REQUISITOS DA TAREFA - Reproduza sem alterações o trecho que vai da linha que contém "119L55 139L79 138L78" até a linha que contém "positive clicks: (56, 76)", incluindo ambas.

DADOS DE ORIGEM -
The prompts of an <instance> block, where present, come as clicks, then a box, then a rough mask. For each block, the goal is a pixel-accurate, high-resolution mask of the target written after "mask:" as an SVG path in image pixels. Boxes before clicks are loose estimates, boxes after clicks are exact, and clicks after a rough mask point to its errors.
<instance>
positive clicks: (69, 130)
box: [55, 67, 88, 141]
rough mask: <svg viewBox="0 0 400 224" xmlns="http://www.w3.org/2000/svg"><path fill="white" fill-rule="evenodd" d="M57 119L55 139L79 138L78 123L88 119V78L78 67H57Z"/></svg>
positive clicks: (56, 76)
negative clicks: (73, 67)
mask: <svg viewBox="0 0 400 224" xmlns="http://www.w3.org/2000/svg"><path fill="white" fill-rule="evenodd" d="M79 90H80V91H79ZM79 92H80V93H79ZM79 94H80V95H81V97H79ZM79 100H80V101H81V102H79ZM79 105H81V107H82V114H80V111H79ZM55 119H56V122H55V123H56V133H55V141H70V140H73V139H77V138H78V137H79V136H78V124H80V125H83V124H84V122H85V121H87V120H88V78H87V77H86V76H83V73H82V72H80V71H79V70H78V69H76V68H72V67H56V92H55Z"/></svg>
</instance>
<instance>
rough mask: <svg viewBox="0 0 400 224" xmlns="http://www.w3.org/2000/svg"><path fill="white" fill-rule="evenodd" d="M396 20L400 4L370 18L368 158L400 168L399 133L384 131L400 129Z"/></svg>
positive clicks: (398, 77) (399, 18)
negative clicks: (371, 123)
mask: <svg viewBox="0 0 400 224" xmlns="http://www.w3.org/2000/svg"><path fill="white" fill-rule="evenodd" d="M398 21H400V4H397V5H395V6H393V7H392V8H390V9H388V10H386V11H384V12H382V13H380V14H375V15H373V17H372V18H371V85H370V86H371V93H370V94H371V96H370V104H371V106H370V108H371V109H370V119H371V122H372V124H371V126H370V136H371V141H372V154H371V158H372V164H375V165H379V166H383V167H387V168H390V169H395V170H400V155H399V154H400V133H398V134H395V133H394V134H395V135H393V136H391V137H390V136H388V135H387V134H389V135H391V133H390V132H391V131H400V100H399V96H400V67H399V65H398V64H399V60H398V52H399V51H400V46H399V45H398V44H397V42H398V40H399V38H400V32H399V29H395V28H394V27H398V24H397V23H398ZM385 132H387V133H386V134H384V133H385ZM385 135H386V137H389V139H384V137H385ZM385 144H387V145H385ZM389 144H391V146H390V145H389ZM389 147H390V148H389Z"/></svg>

SOLUÇÃO DETALHADA -
rough mask: <svg viewBox="0 0 400 224" xmlns="http://www.w3.org/2000/svg"><path fill="white" fill-rule="evenodd" d="M57 119L55 139L79 138L78 123L88 119V78L78 67H57Z"/></svg>
positive clicks: (56, 76)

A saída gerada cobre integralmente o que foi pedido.